▸ What you need to do
Reproduce every line of the items below, requests included, scaling each point coordinate in the answers by 2.1 and rounding it to a whole number, with halves rounded up; leave the numbers in the requests and their format samples unchanged. Leave the pictures out of your output.

▸ Input rows
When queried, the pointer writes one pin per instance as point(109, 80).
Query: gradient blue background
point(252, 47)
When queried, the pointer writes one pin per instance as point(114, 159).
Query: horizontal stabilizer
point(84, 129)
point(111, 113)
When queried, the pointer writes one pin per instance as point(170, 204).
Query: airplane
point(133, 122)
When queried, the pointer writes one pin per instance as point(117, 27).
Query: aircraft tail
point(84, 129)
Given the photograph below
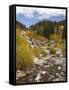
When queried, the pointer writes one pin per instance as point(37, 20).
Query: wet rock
point(20, 74)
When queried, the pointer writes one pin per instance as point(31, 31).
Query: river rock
point(39, 61)
point(20, 74)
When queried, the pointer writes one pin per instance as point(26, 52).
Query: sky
point(30, 15)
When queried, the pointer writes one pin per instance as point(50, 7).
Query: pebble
point(59, 68)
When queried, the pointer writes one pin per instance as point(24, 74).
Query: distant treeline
point(46, 28)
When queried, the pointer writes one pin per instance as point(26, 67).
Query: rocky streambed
point(49, 68)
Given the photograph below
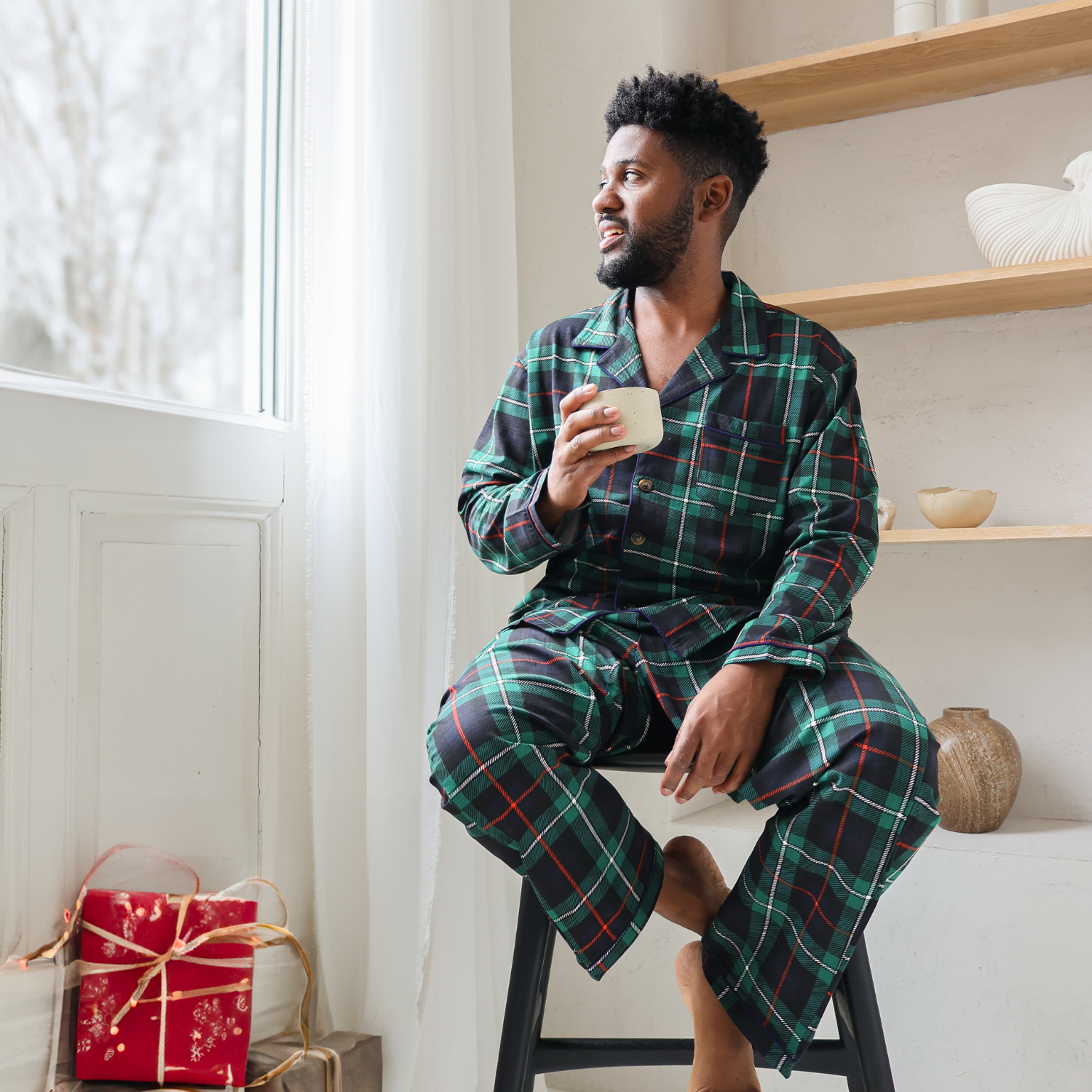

▸ Completed task
When queried, the pointer writes one pin per instance as point(109, 80).
Query: gradient blue background
point(529, 99)
When queried, the pointer writes one pin per instance as point(114, 159).
Query: horizontal stabilizer
point(176, 271)
point(233, 237)
When queried, the pointer writes one pin per instance as point(170, 204).
Query: airplane
point(279, 256)
When queried, the pointer writes one pin per instance as point(117, 27).
Query: aircraft tail
point(176, 271)
Given the photograph below
When queried, the pointer writes one pin per instance as point(37, 20).
Query: wet rock
point(42, 155)
When queried, the pointer writes one pin per instance as point(31, 31).
Query: river rock
point(82, 128)
point(42, 155)
When queried, the pointer writes one pin per instance as point(26, 52).
Query: sky
point(63, 32)
When queried, the pointer writes one pin per instance as point(50, 7).
Query: pebble
point(124, 143)
When queried, the pointer writes one pin per instance as point(24, 74).
Query: distant treeline
point(97, 59)
When queried, the pointer writes one pin per instance as point(26, 67).
Query: rocky streambed
point(103, 143)
Given the photograph below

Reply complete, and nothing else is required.